TEXTE À ANALYSER:
----------------------------------------

Passer du sport de haut niveau à la viticulture, triompher dans les deux domaines, pousser pour promouvoir des valeurs dans chacun des deux univers… Le parcours de Gérard Bertrand est atypique et ses cultures viticoles le sont tout autant.
Ancien titulaire à Narbonne et au Stade Français, où il fit les beaux jours de deux collectifs rugueux et autoritaires, Gérard Bertrand a troqué les crampons contre les bottes en caoutchouc. Le sudiste, depuis la fin de sa carrière, a repris le flambeau dans les vignes familiales. Son père, Georges, l’a initié aux vendanges et au goût du beau produit. Depuis 2002 et le rachat du Château l’Hospitalet, dans le parc naturel de La Clape, le passionné a pris une dimension nouvelle. Mieux, son antre située à quelques encablures de Narbonne fait des émules. Le chevalier des Corbières a été nommé Meilleur vigneron du monde. Une distinction octroyée par la très sérieuse revue britannique The Drinks Business. Cette dernière ayant publié la nouvelle édition de son guide The Master Winemaker 100 il y a quelques semaines à peine. Les fans de rugby les plus chauvins parmi nos lecteurs constateront avec délice qu’en matière de ballon ovale comme de ballon de rouge, nos voisins anglais ont une nouvelle fois avoué la supériorité tricolore…
Un changement total de paradigme
Désormais à la tête de dix-sept domaines, il élève ses vins en respectant les grands principes de la biodynamie. Entièrement débarrassé des intrants industriels et des produits chimiques qui, parfois, font que le vin à mauvaise presse, la vigne est, ici, choyée différemment. Elle est modelée et entretenue dans le respect des phases lunaires et de la position des planètes. Ici, on tient compte de paramètres sensibles tels que l’exposition solaire, les précipitations, l’équilibre. La biodynamie est, au fil du temps, devenue le cheval de bataille du maître des lieux. Il est persuadé qu’il s’agit de l’avenir du métier et, plus largement, de l’agriculture moderne. « La biodynamie a changé ma vie et je suis persuadé que les gens doivent en comprendre les enjeux », assure-t-il. Au-delà de la qualité et du potentiel de garde des vins, le professionnel y voit également « un message fort par rapport au territoire cultivé et son patrimoine. »

----------------------------------------

DONNÉES DE L'EXERCICE:
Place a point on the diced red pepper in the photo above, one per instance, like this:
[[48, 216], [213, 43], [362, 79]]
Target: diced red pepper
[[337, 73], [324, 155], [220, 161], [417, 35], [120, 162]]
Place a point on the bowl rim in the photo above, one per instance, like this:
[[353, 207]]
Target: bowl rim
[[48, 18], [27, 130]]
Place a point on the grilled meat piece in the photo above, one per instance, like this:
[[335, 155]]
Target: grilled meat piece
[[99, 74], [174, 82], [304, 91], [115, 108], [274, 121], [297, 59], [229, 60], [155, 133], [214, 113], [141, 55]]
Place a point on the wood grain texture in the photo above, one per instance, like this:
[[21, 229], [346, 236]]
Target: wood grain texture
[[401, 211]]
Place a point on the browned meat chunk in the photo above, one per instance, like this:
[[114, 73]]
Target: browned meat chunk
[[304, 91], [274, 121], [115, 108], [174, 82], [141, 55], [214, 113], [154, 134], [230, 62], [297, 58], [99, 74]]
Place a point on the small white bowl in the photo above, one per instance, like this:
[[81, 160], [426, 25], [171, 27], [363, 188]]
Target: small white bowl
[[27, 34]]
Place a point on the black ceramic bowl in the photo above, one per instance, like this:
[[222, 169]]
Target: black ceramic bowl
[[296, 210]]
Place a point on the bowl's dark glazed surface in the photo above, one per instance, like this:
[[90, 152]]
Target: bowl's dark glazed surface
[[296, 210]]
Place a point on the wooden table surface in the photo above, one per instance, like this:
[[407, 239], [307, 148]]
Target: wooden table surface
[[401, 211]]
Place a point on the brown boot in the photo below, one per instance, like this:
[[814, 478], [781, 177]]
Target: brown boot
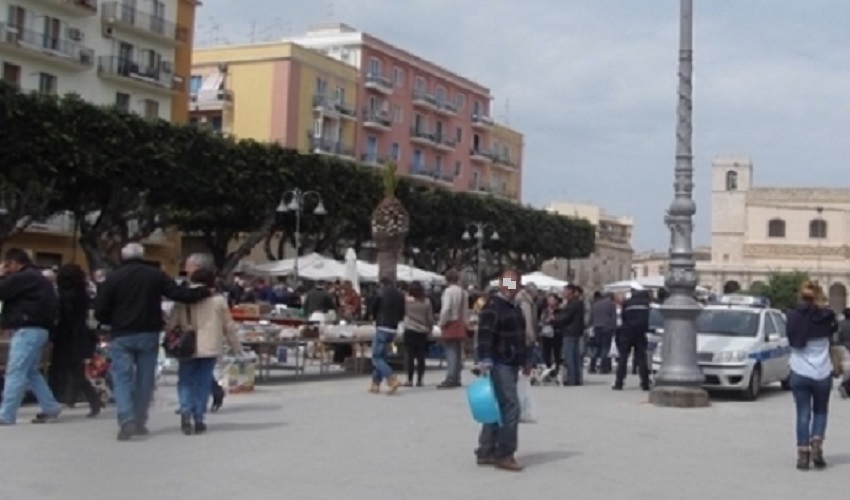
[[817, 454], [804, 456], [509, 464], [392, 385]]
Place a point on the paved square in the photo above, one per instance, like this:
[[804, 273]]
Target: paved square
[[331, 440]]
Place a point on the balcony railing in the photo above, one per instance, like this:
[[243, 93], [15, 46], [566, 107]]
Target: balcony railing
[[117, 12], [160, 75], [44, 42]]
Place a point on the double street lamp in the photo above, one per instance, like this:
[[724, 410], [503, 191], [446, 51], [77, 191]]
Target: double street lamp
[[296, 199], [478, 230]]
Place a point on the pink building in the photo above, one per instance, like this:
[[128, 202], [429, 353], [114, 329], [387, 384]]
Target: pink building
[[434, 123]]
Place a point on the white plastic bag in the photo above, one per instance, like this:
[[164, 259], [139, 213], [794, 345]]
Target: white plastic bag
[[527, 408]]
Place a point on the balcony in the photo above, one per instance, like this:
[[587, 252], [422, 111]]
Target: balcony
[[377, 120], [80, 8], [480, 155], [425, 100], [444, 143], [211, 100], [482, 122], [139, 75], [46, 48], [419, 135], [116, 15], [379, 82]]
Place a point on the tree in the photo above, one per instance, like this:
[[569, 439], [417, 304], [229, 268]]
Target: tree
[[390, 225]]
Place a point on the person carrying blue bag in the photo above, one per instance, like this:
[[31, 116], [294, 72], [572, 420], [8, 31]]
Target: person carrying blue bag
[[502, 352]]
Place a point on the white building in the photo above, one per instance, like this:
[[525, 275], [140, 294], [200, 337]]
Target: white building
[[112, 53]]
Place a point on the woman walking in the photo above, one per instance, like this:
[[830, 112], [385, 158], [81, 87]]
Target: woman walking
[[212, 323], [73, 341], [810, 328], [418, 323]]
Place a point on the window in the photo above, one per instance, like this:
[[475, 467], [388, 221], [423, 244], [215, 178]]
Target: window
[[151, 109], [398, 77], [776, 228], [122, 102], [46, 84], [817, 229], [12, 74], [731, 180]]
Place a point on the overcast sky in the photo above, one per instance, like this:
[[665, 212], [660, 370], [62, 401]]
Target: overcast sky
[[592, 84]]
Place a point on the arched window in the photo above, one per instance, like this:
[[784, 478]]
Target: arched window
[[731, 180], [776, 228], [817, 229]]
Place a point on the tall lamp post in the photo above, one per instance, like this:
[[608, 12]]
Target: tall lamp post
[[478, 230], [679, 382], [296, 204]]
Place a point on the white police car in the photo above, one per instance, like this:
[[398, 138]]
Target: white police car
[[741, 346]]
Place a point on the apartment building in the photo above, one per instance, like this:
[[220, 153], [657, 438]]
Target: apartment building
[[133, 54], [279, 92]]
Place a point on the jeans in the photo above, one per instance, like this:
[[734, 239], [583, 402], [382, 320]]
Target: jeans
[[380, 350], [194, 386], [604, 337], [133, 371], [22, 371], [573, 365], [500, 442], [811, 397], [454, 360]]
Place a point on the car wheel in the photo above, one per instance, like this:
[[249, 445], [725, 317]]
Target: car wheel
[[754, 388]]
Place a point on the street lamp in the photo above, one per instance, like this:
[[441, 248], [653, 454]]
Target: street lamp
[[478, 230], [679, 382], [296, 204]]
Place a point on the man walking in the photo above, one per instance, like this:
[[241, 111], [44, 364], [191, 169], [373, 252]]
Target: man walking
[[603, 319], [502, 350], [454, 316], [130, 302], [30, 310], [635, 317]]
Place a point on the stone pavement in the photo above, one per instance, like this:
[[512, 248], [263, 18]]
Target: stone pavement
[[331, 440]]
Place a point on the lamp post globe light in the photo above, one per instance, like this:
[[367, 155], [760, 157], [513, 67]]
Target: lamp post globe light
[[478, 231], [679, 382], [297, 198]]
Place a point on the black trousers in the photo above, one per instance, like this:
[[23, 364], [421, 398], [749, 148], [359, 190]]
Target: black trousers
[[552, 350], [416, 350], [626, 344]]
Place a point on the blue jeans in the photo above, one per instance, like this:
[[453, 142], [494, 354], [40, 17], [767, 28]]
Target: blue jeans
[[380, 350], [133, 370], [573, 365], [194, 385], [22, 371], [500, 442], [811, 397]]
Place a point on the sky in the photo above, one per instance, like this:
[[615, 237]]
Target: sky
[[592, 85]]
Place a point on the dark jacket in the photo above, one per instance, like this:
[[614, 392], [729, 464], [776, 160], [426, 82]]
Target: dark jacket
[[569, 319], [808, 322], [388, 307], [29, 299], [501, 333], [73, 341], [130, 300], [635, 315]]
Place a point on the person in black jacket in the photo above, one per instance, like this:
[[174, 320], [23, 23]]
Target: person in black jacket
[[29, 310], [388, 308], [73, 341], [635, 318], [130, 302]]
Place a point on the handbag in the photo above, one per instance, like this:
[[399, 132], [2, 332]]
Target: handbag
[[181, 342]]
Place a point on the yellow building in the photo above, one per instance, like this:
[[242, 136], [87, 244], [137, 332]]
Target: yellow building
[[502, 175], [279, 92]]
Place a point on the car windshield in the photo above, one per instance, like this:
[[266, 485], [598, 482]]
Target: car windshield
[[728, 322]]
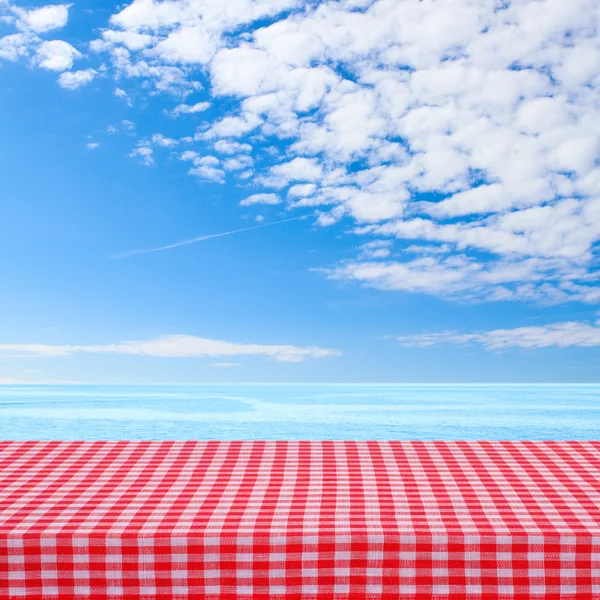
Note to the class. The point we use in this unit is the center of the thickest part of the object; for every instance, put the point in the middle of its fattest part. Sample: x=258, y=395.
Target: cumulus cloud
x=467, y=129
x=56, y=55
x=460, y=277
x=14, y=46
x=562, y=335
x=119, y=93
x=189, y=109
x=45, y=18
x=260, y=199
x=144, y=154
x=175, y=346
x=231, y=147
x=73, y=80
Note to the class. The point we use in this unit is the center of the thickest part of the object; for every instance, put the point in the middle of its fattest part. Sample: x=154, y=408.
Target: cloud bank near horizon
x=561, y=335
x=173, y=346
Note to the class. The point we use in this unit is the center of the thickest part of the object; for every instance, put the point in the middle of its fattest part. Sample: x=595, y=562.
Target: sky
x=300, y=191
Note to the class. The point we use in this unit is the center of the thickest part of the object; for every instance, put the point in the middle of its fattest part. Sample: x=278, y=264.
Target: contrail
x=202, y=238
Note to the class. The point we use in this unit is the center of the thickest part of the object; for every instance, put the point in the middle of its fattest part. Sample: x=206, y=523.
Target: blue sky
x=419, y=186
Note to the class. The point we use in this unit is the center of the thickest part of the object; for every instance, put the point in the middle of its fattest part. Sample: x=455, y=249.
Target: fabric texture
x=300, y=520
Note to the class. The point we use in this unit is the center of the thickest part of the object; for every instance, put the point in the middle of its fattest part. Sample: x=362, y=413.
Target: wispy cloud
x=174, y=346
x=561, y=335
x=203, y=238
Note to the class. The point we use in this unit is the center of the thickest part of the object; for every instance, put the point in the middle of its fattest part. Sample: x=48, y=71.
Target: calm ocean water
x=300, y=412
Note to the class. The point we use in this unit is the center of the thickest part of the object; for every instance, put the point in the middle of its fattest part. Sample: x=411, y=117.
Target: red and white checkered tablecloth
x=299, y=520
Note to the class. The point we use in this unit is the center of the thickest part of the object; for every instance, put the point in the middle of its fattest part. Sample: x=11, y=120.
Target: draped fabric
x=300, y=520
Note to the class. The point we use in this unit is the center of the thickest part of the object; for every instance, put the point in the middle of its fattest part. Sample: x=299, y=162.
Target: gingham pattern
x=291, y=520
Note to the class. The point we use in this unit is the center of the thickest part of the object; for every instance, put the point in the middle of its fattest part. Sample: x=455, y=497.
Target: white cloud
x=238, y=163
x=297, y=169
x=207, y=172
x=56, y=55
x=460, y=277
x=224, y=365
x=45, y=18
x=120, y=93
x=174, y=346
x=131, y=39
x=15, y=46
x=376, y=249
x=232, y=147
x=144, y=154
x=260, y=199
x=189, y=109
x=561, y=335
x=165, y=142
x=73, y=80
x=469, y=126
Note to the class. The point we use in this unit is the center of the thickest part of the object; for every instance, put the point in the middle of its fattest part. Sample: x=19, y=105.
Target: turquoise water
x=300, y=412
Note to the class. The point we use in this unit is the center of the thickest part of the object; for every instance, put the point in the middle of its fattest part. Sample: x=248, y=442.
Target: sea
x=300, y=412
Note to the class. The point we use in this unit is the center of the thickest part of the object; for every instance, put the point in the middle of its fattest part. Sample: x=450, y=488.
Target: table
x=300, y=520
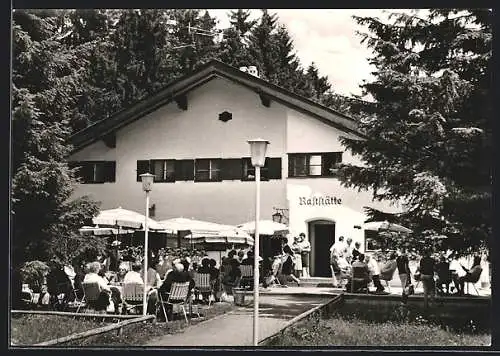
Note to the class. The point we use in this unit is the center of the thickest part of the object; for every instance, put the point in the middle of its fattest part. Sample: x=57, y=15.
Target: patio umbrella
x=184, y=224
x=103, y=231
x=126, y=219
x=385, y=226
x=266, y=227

----------------------------------------

CONSIGNE: Résumez en deux phrases le texte consacré à Gérard Bertrand.

VOTRE RÉPONSE: Ancien rugbyman de Narbonne et du Stade Français, Gérard Bertrand a repris les vignes familiales, racheté en 2002 le Château l'Hospitalet et été nommé Meilleur vigneron du monde par la revue britannique The Drinks Business. À la tête de dix-sept domaines, il élève ses vins selon les principes de la biodynamie, qu'il considère comme l'avenir du métier et de l'agriculture moderne.